[Referring expression grounding data]

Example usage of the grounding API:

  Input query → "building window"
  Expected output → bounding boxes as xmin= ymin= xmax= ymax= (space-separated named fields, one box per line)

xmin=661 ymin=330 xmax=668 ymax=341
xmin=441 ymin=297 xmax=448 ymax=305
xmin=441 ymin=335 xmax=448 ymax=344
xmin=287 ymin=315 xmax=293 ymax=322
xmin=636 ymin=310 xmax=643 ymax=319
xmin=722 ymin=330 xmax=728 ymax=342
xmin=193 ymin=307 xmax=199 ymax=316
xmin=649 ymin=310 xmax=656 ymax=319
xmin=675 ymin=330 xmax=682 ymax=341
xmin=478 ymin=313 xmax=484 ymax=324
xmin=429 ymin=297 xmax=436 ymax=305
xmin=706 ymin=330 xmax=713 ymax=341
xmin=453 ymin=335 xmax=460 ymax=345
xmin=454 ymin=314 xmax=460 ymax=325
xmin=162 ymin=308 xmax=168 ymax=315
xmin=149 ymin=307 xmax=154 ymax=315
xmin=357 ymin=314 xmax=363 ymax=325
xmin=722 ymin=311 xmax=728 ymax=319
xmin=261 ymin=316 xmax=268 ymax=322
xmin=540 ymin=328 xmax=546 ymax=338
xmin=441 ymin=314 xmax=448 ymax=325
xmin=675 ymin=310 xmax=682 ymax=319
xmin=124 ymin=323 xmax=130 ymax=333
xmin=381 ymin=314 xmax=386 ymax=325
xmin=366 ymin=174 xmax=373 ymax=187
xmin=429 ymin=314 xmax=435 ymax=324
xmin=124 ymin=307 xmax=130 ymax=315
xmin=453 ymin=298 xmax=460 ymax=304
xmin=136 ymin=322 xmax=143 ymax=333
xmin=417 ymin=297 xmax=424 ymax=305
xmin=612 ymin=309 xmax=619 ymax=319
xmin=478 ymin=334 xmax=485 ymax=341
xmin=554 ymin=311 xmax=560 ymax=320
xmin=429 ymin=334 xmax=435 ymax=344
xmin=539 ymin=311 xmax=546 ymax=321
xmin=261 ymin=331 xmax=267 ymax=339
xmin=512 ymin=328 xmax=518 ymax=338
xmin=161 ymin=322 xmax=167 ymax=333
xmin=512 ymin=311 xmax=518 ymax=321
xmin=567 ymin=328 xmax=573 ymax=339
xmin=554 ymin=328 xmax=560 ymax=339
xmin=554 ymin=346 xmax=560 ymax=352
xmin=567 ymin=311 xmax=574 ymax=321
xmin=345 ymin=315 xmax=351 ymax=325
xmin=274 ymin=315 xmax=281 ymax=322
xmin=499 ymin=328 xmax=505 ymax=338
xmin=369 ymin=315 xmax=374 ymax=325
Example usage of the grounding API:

To do -> Every record here must be output exactly, word for word.

Answer ->
Example usage of the grounding API:

  Input query → "building window"
  Expected output → bounding boxes as xmin= ymin= xmax= ymax= (space-separated named fields, one box per line)

xmin=661 ymin=330 xmax=668 ymax=341
xmin=441 ymin=297 xmax=448 ymax=305
xmin=441 ymin=335 xmax=448 ymax=344
xmin=287 ymin=315 xmax=293 ymax=322
xmin=636 ymin=310 xmax=643 ymax=319
xmin=722 ymin=330 xmax=728 ymax=342
xmin=193 ymin=307 xmax=199 ymax=316
xmin=649 ymin=310 xmax=656 ymax=319
xmin=675 ymin=330 xmax=682 ymax=341
xmin=478 ymin=313 xmax=484 ymax=324
xmin=429 ymin=297 xmax=436 ymax=305
xmin=706 ymin=330 xmax=713 ymax=341
xmin=453 ymin=335 xmax=460 ymax=345
xmin=454 ymin=314 xmax=460 ymax=325
xmin=162 ymin=308 xmax=168 ymax=315
xmin=149 ymin=307 xmax=154 ymax=315
xmin=357 ymin=314 xmax=363 ymax=325
xmin=722 ymin=311 xmax=728 ymax=319
xmin=261 ymin=316 xmax=268 ymax=322
xmin=540 ymin=328 xmax=546 ymax=338
xmin=441 ymin=314 xmax=448 ymax=325
xmin=675 ymin=310 xmax=682 ymax=319
xmin=124 ymin=323 xmax=130 ymax=333
xmin=381 ymin=314 xmax=386 ymax=325
xmin=366 ymin=174 xmax=373 ymax=187
xmin=429 ymin=314 xmax=435 ymax=324
xmin=124 ymin=307 xmax=130 ymax=315
xmin=453 ymin=298 xmax=460 ymax=304
xmin=136 ymin=322 xmax=143 ymax=333
xmin=417 ymin=297 xmax=424 ymax=305
xmin=612 ymin=309 xmax=619 ymax=319
xmin=478 ymin=334 xmax=485 ymax=341
xmin=554 ymin=311 xmax=560 ymax=320
xmin=429 ymin=334 xmax=435 ymax=344
xmin=539 ymin=311 xmax=546 ymax=321
xmin=261 ymin=331 xmax=267 ymax=339
xmin=512 ymin=328 xmax=518 ymax=338
xmin=161 ymin=322 xmax=167 ymax=333
xmin=512 ymin=311 xmax=518 ymax=321
xmin=567 ymin=328 xmax=573 ymax=339
xmin=554 ymin=328 xmax=560 ymax=339
xmin=554 ymin=346 xmax=560 ymax=352
xmin=567 ymin=311 xmax=574 ymax=321
xmin=345 ymin=315 xmax=351 ymax=325
xmin=274 ymin=315 xmax=281 ymax=322
xmin=499 ymin=328 xmax=505 ymax=338
xmin=369 ymin=315 xmax=374 ymax=325
Example usage of the grounding API:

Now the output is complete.